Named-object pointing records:
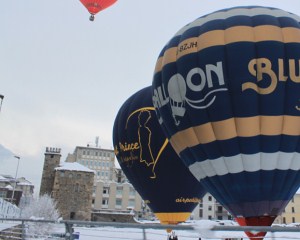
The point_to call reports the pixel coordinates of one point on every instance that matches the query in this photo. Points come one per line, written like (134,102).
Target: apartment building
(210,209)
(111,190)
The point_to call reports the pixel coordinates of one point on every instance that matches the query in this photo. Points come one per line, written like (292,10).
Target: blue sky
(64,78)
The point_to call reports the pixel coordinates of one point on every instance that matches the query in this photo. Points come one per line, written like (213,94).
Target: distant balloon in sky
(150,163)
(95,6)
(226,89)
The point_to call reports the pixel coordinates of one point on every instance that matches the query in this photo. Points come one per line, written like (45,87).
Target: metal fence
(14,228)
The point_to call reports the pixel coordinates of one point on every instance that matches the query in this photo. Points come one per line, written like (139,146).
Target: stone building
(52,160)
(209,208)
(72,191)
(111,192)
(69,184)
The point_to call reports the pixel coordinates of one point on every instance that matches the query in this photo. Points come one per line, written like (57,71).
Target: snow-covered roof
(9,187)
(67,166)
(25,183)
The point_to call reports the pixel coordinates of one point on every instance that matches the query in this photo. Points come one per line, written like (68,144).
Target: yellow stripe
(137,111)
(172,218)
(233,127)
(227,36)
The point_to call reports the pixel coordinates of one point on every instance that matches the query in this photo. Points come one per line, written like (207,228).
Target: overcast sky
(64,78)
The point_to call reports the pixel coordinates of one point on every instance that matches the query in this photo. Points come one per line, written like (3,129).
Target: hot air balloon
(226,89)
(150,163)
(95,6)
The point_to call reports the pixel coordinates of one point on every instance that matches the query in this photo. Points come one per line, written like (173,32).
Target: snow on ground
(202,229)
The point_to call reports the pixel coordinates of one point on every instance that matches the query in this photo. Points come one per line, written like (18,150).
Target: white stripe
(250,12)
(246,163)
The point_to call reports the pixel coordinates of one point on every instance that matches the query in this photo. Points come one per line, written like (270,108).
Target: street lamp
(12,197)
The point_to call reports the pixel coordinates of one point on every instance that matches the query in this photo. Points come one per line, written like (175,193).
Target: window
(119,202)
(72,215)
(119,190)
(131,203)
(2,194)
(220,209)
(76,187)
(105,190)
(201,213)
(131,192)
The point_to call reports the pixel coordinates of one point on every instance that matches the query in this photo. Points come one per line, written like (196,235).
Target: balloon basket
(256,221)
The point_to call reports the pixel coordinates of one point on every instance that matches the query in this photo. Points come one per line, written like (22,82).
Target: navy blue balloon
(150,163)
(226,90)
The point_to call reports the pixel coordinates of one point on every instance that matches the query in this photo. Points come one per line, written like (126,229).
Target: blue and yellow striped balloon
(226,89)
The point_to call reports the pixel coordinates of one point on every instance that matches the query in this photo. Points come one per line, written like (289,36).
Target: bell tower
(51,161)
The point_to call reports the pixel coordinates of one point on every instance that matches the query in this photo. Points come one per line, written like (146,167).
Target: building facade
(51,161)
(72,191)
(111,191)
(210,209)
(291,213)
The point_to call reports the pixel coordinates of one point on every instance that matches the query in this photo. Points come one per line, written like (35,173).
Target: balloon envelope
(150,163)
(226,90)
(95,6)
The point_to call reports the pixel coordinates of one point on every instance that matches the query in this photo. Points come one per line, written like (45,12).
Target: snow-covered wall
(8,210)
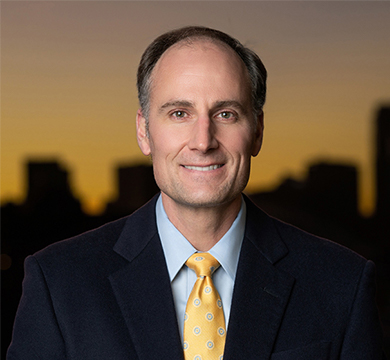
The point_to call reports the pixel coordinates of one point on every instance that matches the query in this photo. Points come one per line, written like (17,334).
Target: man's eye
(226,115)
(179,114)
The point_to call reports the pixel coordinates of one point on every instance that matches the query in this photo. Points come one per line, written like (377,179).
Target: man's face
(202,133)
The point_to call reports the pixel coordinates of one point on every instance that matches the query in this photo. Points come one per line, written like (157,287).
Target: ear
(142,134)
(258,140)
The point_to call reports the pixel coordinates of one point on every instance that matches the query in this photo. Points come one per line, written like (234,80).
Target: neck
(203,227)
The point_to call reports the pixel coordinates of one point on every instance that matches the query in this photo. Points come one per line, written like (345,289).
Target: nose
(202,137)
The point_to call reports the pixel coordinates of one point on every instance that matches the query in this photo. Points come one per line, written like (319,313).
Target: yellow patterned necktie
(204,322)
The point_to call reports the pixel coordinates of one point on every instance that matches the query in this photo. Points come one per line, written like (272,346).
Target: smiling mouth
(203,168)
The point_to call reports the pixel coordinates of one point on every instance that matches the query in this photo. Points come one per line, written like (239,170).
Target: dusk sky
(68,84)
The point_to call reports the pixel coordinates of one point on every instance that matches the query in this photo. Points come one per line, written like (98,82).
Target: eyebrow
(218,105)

## AIM OF THE TASK
Skip the images and write out the rest of the listing exactly.

## EXERCISE OUTPUT
The point_to call reports the pixel coordinates of one point on every instance that matches the query in this photo. Points come one per line, written like (134,102).
Target: apartment building
(210,209)
(111,190)
The point_to call reports the pixel coordinates of one point on every instance that matches the query in this photo. Points come one per line, written like (292,10).
Target: blue sky
(64,78)
The point_to call reports the pixel coordinates of one point on every instance that matches the query in this photo. Points come one per line, written like (213,94).
Target: distant balloon in sky
(150,163)
(95,6)
(226,89)
The point_to call reports the pixel coordinates of one point on every instance that matches the query in this photo. Points come one per line, written like (45,87).
Target: metal fence
(14,228)
The point_to call reports the pixel coordinates of one point on every instance that matches the query in this photo. Points come one per line, written like (139,146).
Target: stone building
(52,160)
(209,208)
(72,191)
(111,192)
(69,184)
The point_to call reports the pixel coordinates of one point on every instance that matches the query in this photo. Points come one per line, written like (57,71).
Target: snow-covered roof
(9,187)
(67,166)
(25,183)
The point_to call reports the pixel coordinates of one point on every instance that matches the query in this photo. Points come one per line, written like (68,144).
Target: yellow stripe
(137,111)
(172,218)
(233,127)
(227,36)
The point_to call reports the pixel coordinates of one point on every instance that matches the query in this photo. Points come one per line, written like (207,228).
Target: overcast sky
(64,78)
The point_to call reports the pixel coordinates of one point on every instance that matches the query in this photo. Points come one per line, written like (3,129).
Target: hot air balloon
(226,89)
(150,163)
(95,6)
The point_to call reports the pixel coordinates of one point on every instance that matches the query in this photo. Points come one per line, written like (173,32).
Target: snow on ground
(202,229)
The point_to call reports the pixel coordinates of one point on every instance that matches the query in this photo. Points come one per line, written like (18,150).
Target: white stripe
(250,12)
(246,163)
The point_to call reports the pixel coordinates of one point on every instance that matches the query in this photo. Points come one per line, written like (270,108).
Target: street lamp
(12,197)
The point_to call reports the pixel coordinates of one point on every instance that matches the query in this photo. Points come one per line, written like (175,193).
Target: window
(119,202)
(72,215)
(119,190)
(131,203)
(2,194)
(220,209)
(76,187)
(105,190)
(201,213)
(131,192)
The point_to call reports the pixel coordinates of one point on every instance that matches the query in this photo. Points come one per line, written like (196,235).
Target: balloon basket
(256,221)
The point_to call reports the pixel coordinates of one point on every instance that matches the query in this photo. Points come one per line, written like (22,82).
Target: navy blue balloon
(150,163)
(226,90)
The point_to call reports the pixel coordinates of one point on every instance that matches the query in this photo. Points come one per line, written like (126,229).
Target: blue and yellow striped balloon
(226,89)
The point_to call reports the pixel coordinates of one point on every instance that matches the query in this photo. Points come one per line, written like (289,36).
Target: bell tower
(51,161)
The point_to call reports the pixel coordinates of one point on every instance that matches the query in this photo. Points come one per line, written like (146,167).
Target: building facade
(51,161)
(72,191)
(111,191)
(210,209)
(291,213)
The point_to call reports the pixel coordinates of one point on every instance that matches the query in this photo. Points come one per line, written like (35,173).
Target: balloon envelope
(150,163)
(226,90)
(95,6)
The point_to call reports the pixel coordinates of one point on every instance that matches the query in this photo. Points come one per line, written like (45,12).
Target: snow-covered wall
(8,210)
The point_to call reports the pixel coordinates of one point on every instance that matches the query in this photo. Points come one per line, written like (17,334).
Target: man's eye
(226,115)
(179,114)
The point_to call reports the pixel coordinates of one point on every instance that matches the query in this photo. Points come one per line, written like (377,179).
Target: man's face
(202,133)
The point_to call reports the pixel coordinates of one point on every instance that matches the query in this photo. Points come one per line, written like (157,287).
Target: ear
(142,134)
(258,140)
The point_to call reports the pixel coordinates of one point on every instance that matches the query in this photo. Points come one per line, written like (234,80).
Target: neck
(203,227)
The point_to call reports the pixel coordinates of one point on every instance that matches the query in this photo. Points come one per line, written like (345,289).
Target: nose
(202,137)
The point_to call reports the pixel coordinates of one point on every instance that matches the query in this photo. Points come one per line, written like (319,313).
Target: yellow patterned necktie
(204,322)
The point_to call reports the pixel coordinates of one point on every instance that matches the query in this photo. Points come one per line, written like (272,346).
Target: smiling mouth
(203,168)
The point_to call reports the pixel coordinates of one point on every instance that matches the query in this photo. Points come one per line, written like (239,170).
Target: dusk sky
(68,84)
The point_to call reports the pixel coordinates of one point on every instance that matches the query in this photo. Points come one per line, written like (98,82).
Target: eyebrow
(218,105)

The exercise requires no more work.